*** Records shown Section Begins ***

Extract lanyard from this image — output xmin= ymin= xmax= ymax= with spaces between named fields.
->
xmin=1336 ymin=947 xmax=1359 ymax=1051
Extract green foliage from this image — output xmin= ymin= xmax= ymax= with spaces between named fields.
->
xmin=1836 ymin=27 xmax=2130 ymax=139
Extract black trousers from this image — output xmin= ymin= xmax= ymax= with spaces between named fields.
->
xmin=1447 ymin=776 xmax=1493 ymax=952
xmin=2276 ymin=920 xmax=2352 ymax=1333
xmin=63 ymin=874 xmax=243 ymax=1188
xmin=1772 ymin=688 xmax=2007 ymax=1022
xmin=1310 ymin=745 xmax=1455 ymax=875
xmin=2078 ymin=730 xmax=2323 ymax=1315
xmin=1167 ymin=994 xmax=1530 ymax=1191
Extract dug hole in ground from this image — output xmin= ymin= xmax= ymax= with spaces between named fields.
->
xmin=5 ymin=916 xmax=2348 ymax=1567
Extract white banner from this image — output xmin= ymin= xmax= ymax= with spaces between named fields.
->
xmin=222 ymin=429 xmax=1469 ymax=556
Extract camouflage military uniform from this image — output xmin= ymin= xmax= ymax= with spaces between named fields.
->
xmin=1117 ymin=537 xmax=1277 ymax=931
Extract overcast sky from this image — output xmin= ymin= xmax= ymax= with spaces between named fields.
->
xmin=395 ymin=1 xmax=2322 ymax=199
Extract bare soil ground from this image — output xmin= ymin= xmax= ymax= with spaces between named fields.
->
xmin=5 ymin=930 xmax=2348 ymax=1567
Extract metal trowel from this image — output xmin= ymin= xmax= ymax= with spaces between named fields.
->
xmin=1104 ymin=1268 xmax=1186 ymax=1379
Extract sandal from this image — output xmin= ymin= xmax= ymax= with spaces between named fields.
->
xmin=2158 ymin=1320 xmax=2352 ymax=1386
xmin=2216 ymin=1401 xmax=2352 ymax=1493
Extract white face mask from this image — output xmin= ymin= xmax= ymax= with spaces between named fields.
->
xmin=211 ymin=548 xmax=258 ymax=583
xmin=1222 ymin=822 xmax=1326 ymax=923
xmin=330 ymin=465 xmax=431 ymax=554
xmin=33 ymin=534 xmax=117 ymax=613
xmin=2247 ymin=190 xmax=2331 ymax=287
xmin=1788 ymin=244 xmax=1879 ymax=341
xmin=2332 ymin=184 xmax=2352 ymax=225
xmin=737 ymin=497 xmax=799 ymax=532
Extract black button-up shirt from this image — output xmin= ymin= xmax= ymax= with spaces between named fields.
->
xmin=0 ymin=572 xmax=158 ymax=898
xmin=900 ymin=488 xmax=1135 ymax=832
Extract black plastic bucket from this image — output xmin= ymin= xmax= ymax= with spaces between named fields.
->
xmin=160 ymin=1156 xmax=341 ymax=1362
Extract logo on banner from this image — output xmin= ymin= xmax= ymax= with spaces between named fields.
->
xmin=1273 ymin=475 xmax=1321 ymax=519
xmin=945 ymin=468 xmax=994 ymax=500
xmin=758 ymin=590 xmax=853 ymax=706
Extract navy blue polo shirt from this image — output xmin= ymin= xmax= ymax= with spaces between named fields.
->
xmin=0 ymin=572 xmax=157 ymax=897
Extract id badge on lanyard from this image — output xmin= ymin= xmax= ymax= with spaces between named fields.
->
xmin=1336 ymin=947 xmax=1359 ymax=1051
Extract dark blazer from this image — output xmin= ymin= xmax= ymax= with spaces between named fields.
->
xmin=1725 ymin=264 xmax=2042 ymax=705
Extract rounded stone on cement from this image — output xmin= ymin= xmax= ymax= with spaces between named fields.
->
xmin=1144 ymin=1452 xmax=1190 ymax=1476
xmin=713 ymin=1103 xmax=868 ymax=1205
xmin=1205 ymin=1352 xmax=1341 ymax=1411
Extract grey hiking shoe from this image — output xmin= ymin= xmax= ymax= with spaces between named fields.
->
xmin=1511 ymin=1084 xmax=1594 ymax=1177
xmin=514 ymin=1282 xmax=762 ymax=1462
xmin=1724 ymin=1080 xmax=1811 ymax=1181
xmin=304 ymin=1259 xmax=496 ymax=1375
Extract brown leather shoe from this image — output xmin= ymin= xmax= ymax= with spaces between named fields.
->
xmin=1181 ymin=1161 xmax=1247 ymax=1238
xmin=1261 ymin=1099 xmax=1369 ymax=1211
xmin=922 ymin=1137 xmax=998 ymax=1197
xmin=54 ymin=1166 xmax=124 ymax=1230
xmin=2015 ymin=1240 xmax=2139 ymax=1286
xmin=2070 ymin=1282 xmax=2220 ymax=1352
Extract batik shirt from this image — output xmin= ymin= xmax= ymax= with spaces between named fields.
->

*** Records shown Section Ends ***

Across all lines of the data above, count those that contain the word "lanyard", giving the number without further comment.

▸ **Answer space**: 2